◆ Instructions
1. In the passage on the DIMENSIONS tobacco program, roughly what share of smokers can quit without assistance?
2. Transcribe the passage on the DIMENSIONS tobacco program from "The group meets" to "Dr. Rebecca Richey.".

◆ Passage provided
------------------------------------------------

The DIMENSIONS: Tobacco Free Program

Tobacco use is the leading cause of preventable death in Colorado. Stopping tobacco use can be a challenging task for anyone. Only about 4% of smokers are able to quit smoking without assistance.

University of Colorado Hospital offers patients and the community at large a free tobacco cessation program to help interested individuals stop using tobacco and start a healthier life.

The DIMENSIONS: Tobacco Free Program includes a 6-week open group that provides emotional, informational and social support for tobacco reduction and cessation.

The group meets weekly and covers such topics as stress management, wellness, and behavior change techniques. Group discussion and activities are incorporated into the weekly meetings.

The program, provided courtesy of University of Colorado Hospital and the Behavioral Health and Wellness Program, is run by Dr. Rebecca Richey.

Interested in participating? Call (303) 724-8077.

------------------------------------------------

◆ Supplied records
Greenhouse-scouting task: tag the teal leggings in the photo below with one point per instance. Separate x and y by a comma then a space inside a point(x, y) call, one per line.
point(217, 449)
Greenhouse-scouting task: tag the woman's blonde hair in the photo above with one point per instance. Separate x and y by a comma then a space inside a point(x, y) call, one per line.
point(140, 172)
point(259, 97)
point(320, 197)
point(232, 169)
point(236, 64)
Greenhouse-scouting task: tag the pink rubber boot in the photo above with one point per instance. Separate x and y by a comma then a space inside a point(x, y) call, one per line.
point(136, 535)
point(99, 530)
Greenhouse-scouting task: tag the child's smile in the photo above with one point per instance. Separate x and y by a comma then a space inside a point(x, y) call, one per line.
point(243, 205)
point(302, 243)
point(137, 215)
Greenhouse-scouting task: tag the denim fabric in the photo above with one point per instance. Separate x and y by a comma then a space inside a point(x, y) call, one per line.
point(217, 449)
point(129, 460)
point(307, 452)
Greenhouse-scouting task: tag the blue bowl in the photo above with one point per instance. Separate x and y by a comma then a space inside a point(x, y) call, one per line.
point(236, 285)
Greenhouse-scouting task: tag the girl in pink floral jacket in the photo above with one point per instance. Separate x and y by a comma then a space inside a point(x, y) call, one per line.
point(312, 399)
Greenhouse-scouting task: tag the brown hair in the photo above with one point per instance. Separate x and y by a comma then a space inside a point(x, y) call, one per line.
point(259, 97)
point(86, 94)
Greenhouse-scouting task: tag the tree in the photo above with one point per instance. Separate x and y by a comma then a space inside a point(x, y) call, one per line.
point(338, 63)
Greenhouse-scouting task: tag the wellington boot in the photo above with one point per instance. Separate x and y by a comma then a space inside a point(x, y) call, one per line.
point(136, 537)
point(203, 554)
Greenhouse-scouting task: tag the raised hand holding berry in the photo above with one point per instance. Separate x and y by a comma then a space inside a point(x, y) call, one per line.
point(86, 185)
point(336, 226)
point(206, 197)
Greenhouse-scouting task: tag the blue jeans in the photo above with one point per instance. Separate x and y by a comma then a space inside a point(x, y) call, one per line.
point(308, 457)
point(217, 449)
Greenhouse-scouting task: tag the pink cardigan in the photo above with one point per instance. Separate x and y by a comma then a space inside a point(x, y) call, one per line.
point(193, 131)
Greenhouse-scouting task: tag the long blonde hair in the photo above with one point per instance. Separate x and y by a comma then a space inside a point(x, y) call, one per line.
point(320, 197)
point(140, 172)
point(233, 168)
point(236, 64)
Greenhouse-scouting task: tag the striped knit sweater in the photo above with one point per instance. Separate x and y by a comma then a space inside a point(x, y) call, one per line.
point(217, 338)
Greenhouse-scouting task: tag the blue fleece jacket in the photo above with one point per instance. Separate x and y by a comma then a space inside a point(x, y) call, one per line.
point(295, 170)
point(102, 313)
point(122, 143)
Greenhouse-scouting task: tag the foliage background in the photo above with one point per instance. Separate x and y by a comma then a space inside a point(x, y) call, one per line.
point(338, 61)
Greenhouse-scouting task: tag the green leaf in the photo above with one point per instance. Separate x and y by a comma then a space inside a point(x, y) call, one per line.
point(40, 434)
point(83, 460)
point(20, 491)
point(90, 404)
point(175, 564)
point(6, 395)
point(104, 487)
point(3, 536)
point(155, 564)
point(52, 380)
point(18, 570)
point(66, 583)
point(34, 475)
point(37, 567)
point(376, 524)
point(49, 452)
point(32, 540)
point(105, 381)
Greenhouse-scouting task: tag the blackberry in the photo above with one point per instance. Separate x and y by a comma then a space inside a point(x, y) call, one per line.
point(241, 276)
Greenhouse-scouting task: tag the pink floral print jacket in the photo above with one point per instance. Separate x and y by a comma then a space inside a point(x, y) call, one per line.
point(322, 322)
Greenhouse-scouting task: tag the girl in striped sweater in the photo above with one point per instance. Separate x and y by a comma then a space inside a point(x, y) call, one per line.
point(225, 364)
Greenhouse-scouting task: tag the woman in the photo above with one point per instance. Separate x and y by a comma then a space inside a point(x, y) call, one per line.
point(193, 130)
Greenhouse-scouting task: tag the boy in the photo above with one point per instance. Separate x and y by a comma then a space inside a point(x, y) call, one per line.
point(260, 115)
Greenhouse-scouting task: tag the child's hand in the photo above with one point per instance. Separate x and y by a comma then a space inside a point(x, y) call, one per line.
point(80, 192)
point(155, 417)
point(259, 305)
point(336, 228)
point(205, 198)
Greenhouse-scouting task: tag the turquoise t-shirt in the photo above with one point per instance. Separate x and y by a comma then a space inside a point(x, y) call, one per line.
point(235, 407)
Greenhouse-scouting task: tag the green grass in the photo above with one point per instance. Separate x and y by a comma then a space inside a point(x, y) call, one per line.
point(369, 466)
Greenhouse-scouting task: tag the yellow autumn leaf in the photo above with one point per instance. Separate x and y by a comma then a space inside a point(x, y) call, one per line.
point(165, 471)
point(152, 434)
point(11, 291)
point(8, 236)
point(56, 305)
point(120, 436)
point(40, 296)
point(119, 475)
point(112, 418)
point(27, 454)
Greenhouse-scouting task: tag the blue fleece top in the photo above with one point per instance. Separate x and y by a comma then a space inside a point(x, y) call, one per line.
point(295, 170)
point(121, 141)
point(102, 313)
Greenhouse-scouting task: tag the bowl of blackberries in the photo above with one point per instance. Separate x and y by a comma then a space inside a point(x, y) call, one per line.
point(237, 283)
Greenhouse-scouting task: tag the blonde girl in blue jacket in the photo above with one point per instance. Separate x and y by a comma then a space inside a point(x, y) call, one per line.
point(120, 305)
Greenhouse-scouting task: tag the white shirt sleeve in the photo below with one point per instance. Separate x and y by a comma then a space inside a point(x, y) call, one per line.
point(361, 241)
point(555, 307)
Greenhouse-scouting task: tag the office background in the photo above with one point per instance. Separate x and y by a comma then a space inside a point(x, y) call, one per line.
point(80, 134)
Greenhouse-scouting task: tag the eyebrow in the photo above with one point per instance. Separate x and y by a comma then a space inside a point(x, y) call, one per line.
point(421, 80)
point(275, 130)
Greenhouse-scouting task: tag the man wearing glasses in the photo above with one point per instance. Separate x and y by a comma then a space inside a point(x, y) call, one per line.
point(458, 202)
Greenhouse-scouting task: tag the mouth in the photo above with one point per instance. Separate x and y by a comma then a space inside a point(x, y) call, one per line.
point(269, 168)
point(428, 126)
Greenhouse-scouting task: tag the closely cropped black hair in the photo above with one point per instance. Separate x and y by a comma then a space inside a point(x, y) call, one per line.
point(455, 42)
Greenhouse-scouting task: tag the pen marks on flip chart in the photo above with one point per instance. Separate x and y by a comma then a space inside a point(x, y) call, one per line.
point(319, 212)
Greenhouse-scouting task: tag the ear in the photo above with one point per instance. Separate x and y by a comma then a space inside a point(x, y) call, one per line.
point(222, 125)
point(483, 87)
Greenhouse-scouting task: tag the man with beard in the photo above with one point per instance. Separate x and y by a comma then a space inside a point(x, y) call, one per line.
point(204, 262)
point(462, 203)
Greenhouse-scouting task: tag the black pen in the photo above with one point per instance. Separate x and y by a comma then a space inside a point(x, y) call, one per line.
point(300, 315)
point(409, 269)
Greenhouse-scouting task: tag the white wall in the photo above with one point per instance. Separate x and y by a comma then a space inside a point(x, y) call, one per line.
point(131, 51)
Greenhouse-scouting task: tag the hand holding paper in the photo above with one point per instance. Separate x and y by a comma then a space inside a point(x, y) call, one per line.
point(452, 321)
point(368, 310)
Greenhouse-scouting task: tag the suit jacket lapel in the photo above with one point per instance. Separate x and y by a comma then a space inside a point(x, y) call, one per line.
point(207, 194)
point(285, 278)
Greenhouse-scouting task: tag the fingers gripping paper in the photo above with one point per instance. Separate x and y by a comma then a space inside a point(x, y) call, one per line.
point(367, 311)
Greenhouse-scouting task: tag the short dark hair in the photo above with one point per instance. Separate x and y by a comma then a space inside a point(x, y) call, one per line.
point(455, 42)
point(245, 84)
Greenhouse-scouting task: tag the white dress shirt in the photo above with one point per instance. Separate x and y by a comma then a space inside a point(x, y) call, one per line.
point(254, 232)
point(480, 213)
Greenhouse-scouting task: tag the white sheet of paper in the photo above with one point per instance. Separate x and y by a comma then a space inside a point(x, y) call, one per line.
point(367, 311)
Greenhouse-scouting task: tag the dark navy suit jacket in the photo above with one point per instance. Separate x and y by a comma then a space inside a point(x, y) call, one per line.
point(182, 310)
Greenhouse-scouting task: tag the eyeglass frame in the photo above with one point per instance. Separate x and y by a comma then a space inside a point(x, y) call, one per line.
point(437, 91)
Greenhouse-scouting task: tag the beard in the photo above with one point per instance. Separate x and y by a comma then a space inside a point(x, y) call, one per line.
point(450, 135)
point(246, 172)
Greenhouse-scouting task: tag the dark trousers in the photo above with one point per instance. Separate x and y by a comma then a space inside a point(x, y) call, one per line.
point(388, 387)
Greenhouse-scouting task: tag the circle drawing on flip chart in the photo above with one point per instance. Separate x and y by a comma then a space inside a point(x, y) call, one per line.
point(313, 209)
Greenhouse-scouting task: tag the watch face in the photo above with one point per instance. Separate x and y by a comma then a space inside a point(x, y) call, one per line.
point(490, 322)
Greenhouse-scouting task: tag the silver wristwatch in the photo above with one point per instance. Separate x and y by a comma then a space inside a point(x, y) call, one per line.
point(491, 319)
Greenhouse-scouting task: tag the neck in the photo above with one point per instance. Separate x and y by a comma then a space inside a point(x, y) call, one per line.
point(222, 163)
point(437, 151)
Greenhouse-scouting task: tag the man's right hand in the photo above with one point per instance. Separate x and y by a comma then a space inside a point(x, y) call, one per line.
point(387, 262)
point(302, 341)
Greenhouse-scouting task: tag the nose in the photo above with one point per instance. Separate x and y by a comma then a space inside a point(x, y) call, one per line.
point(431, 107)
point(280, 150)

------------------------------------------------

◆ Answers to each task
1. About 4% of smokers.

2.
The group meets weekly and covers such topics as stress management, wellness, and behavior change techniques. Group discussion and activities are incorporated into the weekly meetings.

The program, provided courtesy of University of Colorado Hospital and the Behavioral Health and Wellness Program, is run by Dr. Rebecca Richey.